§ ASSIGNMENT
Extract all records. Keep each one exact.

Start of DATA EXCERPTS

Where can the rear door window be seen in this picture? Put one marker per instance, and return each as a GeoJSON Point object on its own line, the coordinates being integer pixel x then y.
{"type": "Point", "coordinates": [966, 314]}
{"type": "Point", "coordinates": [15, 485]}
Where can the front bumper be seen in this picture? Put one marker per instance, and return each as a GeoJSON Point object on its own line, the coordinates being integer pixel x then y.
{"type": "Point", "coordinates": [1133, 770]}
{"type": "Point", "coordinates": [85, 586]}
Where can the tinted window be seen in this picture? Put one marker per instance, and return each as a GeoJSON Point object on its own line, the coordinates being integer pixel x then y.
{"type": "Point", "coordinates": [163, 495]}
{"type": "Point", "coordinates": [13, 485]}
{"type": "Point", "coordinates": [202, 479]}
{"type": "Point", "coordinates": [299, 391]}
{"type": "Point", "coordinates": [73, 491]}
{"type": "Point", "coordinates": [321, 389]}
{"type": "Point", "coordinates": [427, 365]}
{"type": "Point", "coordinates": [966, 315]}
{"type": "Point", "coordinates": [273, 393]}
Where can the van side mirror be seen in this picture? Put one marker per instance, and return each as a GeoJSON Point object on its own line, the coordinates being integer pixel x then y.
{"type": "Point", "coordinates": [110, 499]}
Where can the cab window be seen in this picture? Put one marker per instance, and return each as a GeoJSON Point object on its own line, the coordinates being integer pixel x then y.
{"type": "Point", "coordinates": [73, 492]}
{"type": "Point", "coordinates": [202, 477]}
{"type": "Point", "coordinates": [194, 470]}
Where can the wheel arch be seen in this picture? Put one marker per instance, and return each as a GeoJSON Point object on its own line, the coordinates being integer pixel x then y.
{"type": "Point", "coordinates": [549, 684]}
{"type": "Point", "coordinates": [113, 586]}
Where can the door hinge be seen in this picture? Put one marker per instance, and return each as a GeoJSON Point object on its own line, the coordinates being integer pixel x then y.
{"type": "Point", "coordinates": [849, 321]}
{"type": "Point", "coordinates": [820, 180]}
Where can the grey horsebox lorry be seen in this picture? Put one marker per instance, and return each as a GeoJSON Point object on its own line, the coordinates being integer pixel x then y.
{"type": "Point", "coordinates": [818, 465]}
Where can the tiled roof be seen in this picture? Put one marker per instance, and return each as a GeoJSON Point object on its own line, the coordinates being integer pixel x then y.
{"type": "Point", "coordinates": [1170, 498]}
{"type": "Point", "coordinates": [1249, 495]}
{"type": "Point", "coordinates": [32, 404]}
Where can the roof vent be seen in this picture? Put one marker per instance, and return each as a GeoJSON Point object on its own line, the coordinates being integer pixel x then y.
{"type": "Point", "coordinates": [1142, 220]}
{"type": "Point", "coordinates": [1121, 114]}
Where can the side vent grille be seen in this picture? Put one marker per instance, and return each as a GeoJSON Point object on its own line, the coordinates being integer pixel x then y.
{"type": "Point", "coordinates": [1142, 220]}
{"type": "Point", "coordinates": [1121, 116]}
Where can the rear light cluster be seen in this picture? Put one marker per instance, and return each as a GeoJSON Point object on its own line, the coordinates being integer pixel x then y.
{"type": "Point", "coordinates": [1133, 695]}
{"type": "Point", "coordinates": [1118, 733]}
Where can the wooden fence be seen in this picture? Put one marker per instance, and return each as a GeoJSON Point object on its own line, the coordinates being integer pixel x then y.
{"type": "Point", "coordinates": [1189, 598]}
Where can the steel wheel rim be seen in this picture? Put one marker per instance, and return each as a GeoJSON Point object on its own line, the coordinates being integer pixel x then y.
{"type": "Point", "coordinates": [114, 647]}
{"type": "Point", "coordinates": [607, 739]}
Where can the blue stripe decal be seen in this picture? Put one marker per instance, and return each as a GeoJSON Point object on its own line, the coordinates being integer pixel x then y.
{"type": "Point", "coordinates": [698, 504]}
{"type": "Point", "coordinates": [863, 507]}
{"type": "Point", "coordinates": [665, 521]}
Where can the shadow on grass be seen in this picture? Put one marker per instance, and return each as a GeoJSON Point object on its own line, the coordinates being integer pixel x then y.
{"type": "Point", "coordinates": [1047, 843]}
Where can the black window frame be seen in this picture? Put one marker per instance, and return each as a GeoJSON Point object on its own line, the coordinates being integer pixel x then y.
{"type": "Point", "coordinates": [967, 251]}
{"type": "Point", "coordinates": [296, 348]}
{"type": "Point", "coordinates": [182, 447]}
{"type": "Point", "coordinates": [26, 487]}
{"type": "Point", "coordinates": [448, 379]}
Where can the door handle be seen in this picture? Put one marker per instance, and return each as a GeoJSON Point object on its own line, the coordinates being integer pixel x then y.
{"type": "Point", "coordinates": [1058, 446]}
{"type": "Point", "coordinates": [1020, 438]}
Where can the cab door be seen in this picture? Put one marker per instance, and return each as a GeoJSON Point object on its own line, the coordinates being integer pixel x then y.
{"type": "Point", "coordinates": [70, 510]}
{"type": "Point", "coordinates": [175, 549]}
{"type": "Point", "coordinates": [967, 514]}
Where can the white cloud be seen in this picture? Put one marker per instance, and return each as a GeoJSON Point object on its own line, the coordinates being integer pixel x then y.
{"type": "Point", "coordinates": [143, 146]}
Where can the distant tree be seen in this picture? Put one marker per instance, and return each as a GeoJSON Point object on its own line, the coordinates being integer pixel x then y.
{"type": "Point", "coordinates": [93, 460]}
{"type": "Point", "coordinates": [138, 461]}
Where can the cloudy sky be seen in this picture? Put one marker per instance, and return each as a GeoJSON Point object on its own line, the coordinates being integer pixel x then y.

End of DATA EXCERPTS

§ REPLY
Where can the rear door window be seen in this picture? Put one marker per instance, and return each as a GeoJSON Point object on its own line, the coordinates being integer pixel x then y.
{"type": "Point", "coordinates": [966, 314]}
{"type": "Point", "coordinates": [15, 485]}
Where can the front bumper be seen in this picture? Put one marker per instance, and return each as a GeoJSON Point object on its own line, the coordinates being integer pixel x then y.
{"type": "Point", "coordinates": [1133, 770]}
{"type": "Point", "coordinates": [85, 586]}
Where can the tinted window be seen in this picture? Put one marker per instance, and return each as a GeoJSON Point object on its own line, the coordinates being integer pixel x then y.
{"type": "Point", "coordinates": [163, 495]}
{"type": "Point", "coordinates": [13, 485]}
{"type": "Point", "coordinates": [202, 479]}
{"type": "Point", "coordinates": [299, 391]}
{"type": "Point", "coordinates": [73, 491]}
{"type": "Point", "coordinates": [321, 389]}
{"type": "Point", "coordinates": [427, 365]}
{"type": "Point", "coordinates": [966, 315]}
{"type": "Point", "coordinates": [273, 393]}
Where can the van side mirror be seen in this picture? Put one marker per instance, and return each as a GeoJSON Point object on its own line, the coordinates being integer pixel x then y.
{"type": "Point", "coordinates": [110, 499]}
Where can the cab window be seen in this picture? Put one marker per instance, and return each as a GeoJSON Point object on its own line, the coordinates being integer pixel x then y.
{"type": "Point", "coordinates": [73, 492]}
{"type": "Point", "coordinates": [202, 477]}
{"type": "Point", "coordinates": [194, 470]}
Where can the wheel arch be seen in this picture? Put one marker per instance, and return each as a GeoJSON Point object on its own line, the coordinates being integer pixel x then y.
{"type": "Point", "coordinates": [549, 684]}
{"type": "Point", "coordinates": [113, 586]}
Where can the door hinge be seen in this picture? Put one marker per instance, and return each as a GeoJSON Point object on its own line, the coordinates being integer pixel x then y.
{"type": "Point", "coordinates": [849, 321]}
{"type": "Point", "coordinates": [820, 180]}
Where can the grey horsebox lorry be seen in this picture? Put one marker per instance, and return each as a GeoJSON Point object on its own line, the coordinates being integer pixel x then y.
{"type": "Point", "coordinates": [818, 465]}
Where can the tiled roof be seen in this picture? Put one marker per instance, and return each as a GeoJSON Point object on its own line, the coordinates being integer pixel x then y.
{"type": "Point", "coordinates": [1170, 498]}
{"type": "Point", "coordinates": [1249, 495]}
{"type": "Point", "coordinates": [32, 404]}
Where can the roof vent be seen in this picture? Put one marker per instance, and return each as a GeoJSON Point object on its own line, the coordinates being integer pixel x then y.
{"type": "Point", "coordinates": [1142, 220]}
{"type": "Point", "coordinates": [1121, 114]}
Where can the side vent grille be seen in this picture? Put one marker per instance, and return each as a GeoJSON Point object on its own line, the coordinates being integer pixel x then y.
{"type": "Point", "coordinates": [1142, 220]}
{"type": "Point", "coordinates": [1121, 116]}
Where can the rear light cluster be seen in this picture? Put one marker per instance, and return each as a GeoJSON Point object on its own line, the coordinates being integer pixel x then y.
{"type": "Point", "coordinates": [1133, 695]}
{"type": "Point", "coordinates": [1118, 733]}
Where can the wooden fence be seen in this picture? Put one marker per instance, and return each as a GeoJSON Point object on its own line, the coordinates being integer pixel x then y.
{"type": "Point", "coordinates": [1189, 598]}
Where can the steel wheel rim be seen in this picture? Put one marker per instance, and return each as a GeoJSON Point object on its own line, the coordinates being integer pixel x then y.
{"type": "Point", "coordinates": [114, 647]}
{"type": "Point", "coordinates": [607, 739]}
Where can the blue stripe decal be seen in this picture? Put one marker per instance, and return each as a GeoJSON Point object on its own line, the coordinates being integer pixel x then y.
{"type": "Point", "coordinates": [698, 504]}
{"type": "Point", "coordinates": [863, 507]}
{"type": "Point", "coordinates": [665, 521]}
Where can the shadow on grass be seen in this picture? Put one marker per instance, and return each as a GeoJSON Point object on its own line, the coordinates being integer pixel x then y.
{"type": "Point", "coordinates": [1047, 843]}
Where can the black window frame be seen in this picture? Put one marker per instance, and return each as a GeoJSON Point object on its own line, the coordinates being integer pixel x then y.
{"type": "Point", "coordinates": [967, 251]}
{"type": "Point", "coordinates": [296, 348]}
{"type": "Point", "coordinates": [182, 447]}
{"type": "Point", "coordinates": [26, 487]}
{"type": "Point", "coordinates": [448, 379]}
Where can the door handle be seen in this picture? Put one marker per instance, and return each as a GeoJSON Point object on its own line, the coordinates being integer pixel x then y.
{"type": "Point", "coordinates": [1058, 446]}
{"type": "Point", "coordinates": [1020, 438]}
Where can the cab door be seen in this picture? Put one marker per instance, and return each as a GeoJSON Point object on its own line, the coordinates being integer pixel x then y.
{"type": "Point", "coordinates": [70, 510]}
{"type": "Point", "coordinates": [175, 549]}
{"type": "Point", "coordinates": [967, 514]}
Where can the white cloud be seen in this picture? Put one marker per instance, and return each as a GeoJSON Point object on its own line, the coordinates being integer pixel x then y.
{"type": "Point", "coordinates": [143, 146]}
Where can the distant tree be seen in this picture? Put one marker per instance, and return each as a GeoJSON Point object on its own line, the coordinates being integer pixel x then y.
{"type": "Point", "coordinates": [93, 460]}
{"type": "Point", "coordinates": [138, 461]}
Where can the cloudy sky be seen in this picture? Put one marker per instance, and return each as a GeoJSON Point object on its own line, the coordinates being integer pixel x then y.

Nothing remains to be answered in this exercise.